▶ _EJERCICIO 1_: Indique si cada afirmación concuerda con el artículo sobre Cosmos DB y respalde cada respuesta (sí o no) con las palabras decisivas del artículo, citadas literalmente: (a) el puerto de conexión configurado es el 10350; (b) con Spark 3.x hay que instalar el asistente de Azure Cosmos DB; (c) los ejemplos de Spark 3 se probaron con la versión 3.2.1 de Spark.
▶ _EJERCICIO 2_: Prosiga el artículo sobre Cosmos DB a partir del punto en que se interrumpe, manteniendo su estilo técnico.

Eliminación de datos en tablas de Azure Cosmos DB for Apache Cassandra de Spark
SE APLICA A: Cassandra
En este artículo se describe cómo eliminar datos en tablas de Azure Cosmos DB for Apache Cassandra de Spark.
Configuración de la API para Cassandra
Establezca la configuración de Spark siguiente en el clúster del cuaderno. Es una actividad única.
//Connection-related
spark.cassandra.connection.host YOUR_ACCOUNT_NAME.cassandra.cosmosdb.azure.com
spark.cassandra.connection.port 10350
spark.cassandra.connection.ssl.enabled true
spark.cassandra.auth.username YOUR_ACCOUNT_NAME
spark.cassandra.auth.password YOUR_ACCOUNT_KEY
// if using Spark 2.x
// spark.cassandra.connection.factory com.microsoft.azure.cosmosdb.cassandra.CosmosDbConnectionFactory
//Throughput-related...adjust as needed
spark.cassandra.output.batch.size.rows 1
// spark.cassandra.connection.connections_per_executor_max 10 // Spark 2.x
spark.cassandra.connection.remoteConnectionsPerExecutor 10 // Spark 3.x
spark.cassandra.output.concurrent.writes 1000
spark.cassandra.concurrent.reads 512
spark.cassandra.output.batch.grouping.buffer.size 1000
spark.cassandra.connection.keep_alive_ms 600000000
Nota
Si usa Spark 3.x, no es necesario instalar el asistente de Azure Cosmos DB ni el generador de conexiones. También debe usar remoteConnectionsPerExecutor
en lugar de connections_per_executor_max
para el conector de Spark 3 (consulte más arriba).
Advertencia
Los ejemplos de Spark 3 que se muestran en este artículo se han probado con la versión 3.2.1 de Spark y el conector de Cassandra Spark com.datastax.spark:spark-cassandra-connector-assembly_2.12:3.2.0 correspondiente. Es posible que las versiones posteriores de Spark o del conector de Cassandra no funcionen según lo previsto.
Generador de datos de ejemplo
Usaremos este fragmento de código para generar datos de ejemplo:
import org.apache.spark.sql.cassandra._
//Spark connector
import com.datastax.spark.connector._
import com.datastax.spark.connector.cql.CassandraConnector
//if using Spark 2.x, CosmosDB library for multiple retry
//import com.microsoft.azure.cosmosdb.cassandra
//Create dataframe
val booksDF = Seq(
("b00001", "Arthur Conan Doyle", "A study in scarlet", 1887,11.33),
("b00023", "Arthur Conan Doyle", "A sign of four", 1890,22.45),
("b01001", "Arthur Conan Doyle", "The adventures of Sherlock Holmes", 1892,19.83),
("b00501", "Arthur Conan Doyle", "The memoirs of Sherlock Holmes", 1893,14.22),
("b00300", "Arthur Conan Doyle", "The hounds of Baskerville", 1901,12.25)
).toDF("book_id", "book_author", "book_name", "book_pub_year","book_price")

▶ _EXTRACTO DE DATOS_:
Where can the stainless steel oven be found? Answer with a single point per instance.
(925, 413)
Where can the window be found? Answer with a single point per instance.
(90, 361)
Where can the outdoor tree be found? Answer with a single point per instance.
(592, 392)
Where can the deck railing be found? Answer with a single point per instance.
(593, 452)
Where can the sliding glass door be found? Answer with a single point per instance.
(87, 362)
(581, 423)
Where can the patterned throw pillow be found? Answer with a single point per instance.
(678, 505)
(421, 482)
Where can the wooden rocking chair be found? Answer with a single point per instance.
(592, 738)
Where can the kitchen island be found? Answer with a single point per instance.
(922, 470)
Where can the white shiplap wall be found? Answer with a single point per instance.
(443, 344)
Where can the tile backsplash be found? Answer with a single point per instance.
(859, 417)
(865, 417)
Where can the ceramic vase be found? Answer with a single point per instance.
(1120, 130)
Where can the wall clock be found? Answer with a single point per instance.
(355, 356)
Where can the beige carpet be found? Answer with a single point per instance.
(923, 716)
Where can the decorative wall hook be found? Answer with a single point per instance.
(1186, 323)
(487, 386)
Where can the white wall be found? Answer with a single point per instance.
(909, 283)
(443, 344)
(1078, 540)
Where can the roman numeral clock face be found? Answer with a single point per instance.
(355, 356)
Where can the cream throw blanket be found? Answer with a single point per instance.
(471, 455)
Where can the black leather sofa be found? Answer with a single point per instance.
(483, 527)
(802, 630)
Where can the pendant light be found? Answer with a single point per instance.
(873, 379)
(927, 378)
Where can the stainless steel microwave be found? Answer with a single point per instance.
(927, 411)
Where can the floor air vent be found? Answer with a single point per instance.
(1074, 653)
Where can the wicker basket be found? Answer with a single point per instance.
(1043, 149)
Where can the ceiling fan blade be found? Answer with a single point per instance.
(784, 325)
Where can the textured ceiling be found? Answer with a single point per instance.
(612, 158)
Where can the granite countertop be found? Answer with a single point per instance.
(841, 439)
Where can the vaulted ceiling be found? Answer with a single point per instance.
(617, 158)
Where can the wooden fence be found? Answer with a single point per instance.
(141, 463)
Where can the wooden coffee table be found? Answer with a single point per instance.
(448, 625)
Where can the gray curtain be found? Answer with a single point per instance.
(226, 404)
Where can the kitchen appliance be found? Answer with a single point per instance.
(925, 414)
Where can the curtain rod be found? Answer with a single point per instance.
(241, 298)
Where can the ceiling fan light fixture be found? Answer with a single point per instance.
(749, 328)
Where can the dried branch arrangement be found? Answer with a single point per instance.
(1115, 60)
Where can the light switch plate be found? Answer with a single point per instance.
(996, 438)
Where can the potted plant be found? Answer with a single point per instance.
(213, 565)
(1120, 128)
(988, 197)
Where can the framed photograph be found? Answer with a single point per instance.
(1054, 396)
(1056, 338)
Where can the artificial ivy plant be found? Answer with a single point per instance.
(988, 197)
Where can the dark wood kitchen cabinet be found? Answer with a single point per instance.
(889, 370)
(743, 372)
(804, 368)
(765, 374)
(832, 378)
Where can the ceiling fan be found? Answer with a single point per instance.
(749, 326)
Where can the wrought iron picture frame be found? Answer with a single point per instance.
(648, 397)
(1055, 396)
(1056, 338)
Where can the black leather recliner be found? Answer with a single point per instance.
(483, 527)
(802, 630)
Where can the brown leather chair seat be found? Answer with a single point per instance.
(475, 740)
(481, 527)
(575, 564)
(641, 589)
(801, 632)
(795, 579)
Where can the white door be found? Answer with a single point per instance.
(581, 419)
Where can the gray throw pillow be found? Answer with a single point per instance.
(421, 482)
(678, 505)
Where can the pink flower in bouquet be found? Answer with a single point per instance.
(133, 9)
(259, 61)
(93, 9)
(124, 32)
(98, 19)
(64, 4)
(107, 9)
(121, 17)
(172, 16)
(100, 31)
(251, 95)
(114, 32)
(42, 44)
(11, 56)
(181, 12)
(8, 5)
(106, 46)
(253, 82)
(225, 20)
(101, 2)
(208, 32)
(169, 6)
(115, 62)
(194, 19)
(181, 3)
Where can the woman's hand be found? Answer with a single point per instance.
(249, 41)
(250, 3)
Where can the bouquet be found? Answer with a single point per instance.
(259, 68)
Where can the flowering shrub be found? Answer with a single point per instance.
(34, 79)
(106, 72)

▶ _RESULTADO DEL EJERCICIO 1_:
(a) Sí: «spark.cassandra.connection.port 10350».
(b) No: «Si usa Spark 3.x, no es necesario instalar el asistente de Azure Cosmos DB ni el generador de conexiones».
(c) Sí: «se han probado con la versión 3.2.1 de Spark».

▶ _RESULTADO DEL EJERCICIO 2_:
//Persist
booksDF.write
.mode("append")
.format("org.apache.spark.sql.cassandra")
.options(Map( "table" -> "books", "keyspace" -> "books_ks", "output.consistency.level" -> "ALL", "ttl" -> "10000000"))
.save()
Dataframe API
Eliminación de filas que cumplen una condición
//1) Create dataframe
val deleteBooksDF = spark
.read
.format("org.apache.spark.sql.cassandra")
.options(Map( "table" -> "books", "keyspace" -> "books_ks"))
.load
.filter("book_id = 'b01001'")
//2) Review execution plan
deleteBooksDF.explain
//3) Review table data before execution
println("==================")
println("1) Before")
deleteBooksDF.show
println("==================")
//4) Delete selected records in dataframe
println("==================")
println("2a) Starting delete")
//Reuse connection for each partition
val cdbConnector = CassandraConnector(sc)
deleteBooksDF.foreachPartition((partition: Iterator[Row]) => {
cdbConnector.withSessionDo(session =>
partition.foreach{ book =>
val delete = s"DELETE FROM books_ks.books where book_id='"+book.getString(0) +"';"
session.execute(delete)
})
})
println("2b) Completed delete")
println("==================")
//5) Review table data after delete operation
println("3) After")
spark
.read
.format("org.apache.spark.sql.cassandra")
.options(Map( "table" -> "books", "keyspace" -> "books_ks"))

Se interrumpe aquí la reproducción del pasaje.